• **DIRECTIONS FOR THIS TASK**
Gather every line of the listing below that contains the string "dish" and copy each one in full. The match is case-sensitive.

• **RECORDS TO PROCESS**
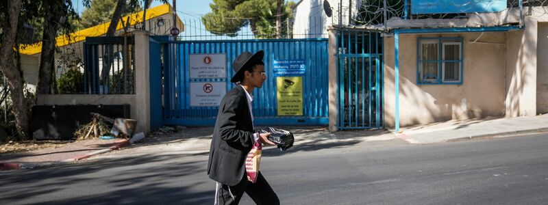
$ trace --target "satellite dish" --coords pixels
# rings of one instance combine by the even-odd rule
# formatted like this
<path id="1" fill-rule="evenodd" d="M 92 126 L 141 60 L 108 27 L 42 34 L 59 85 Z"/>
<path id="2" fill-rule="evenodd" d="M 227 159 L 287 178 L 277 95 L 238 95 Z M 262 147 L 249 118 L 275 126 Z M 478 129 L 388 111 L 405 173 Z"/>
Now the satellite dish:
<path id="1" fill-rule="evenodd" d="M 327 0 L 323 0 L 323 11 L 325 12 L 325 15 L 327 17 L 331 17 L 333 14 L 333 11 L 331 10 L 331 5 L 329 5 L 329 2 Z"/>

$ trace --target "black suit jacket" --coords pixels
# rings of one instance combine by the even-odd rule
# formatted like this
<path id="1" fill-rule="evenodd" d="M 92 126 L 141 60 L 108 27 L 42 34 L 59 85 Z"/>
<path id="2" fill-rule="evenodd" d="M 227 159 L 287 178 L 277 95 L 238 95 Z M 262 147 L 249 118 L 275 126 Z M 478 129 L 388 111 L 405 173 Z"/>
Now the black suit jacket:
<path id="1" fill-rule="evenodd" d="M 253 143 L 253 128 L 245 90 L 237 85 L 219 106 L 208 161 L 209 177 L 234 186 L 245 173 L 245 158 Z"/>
--
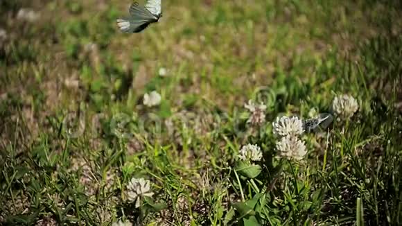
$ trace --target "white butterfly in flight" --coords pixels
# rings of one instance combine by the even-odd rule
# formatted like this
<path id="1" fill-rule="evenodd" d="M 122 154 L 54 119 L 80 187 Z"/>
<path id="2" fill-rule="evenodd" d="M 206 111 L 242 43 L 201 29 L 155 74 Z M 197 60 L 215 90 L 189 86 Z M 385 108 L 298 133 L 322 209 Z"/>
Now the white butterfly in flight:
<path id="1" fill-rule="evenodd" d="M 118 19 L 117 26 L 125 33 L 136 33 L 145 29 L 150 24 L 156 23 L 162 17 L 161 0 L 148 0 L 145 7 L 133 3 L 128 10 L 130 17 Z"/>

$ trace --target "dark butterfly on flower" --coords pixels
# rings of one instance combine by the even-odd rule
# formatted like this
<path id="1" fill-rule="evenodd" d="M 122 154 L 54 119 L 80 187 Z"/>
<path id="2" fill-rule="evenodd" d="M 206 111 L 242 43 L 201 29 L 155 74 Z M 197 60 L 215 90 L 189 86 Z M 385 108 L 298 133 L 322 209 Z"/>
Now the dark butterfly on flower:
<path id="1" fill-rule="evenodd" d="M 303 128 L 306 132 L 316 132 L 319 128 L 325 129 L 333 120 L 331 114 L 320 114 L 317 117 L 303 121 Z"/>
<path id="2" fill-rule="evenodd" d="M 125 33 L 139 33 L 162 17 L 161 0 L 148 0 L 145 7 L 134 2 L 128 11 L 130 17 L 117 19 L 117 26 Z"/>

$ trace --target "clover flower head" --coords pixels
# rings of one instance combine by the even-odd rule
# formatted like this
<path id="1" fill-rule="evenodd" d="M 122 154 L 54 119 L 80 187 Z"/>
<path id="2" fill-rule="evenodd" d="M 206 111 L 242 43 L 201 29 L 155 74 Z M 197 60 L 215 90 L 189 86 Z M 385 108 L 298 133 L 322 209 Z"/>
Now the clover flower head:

• **SOLUTION TO THE PROBLEM**
$ trace --target "satellite dish" --coords pixels
Now the satellite dish:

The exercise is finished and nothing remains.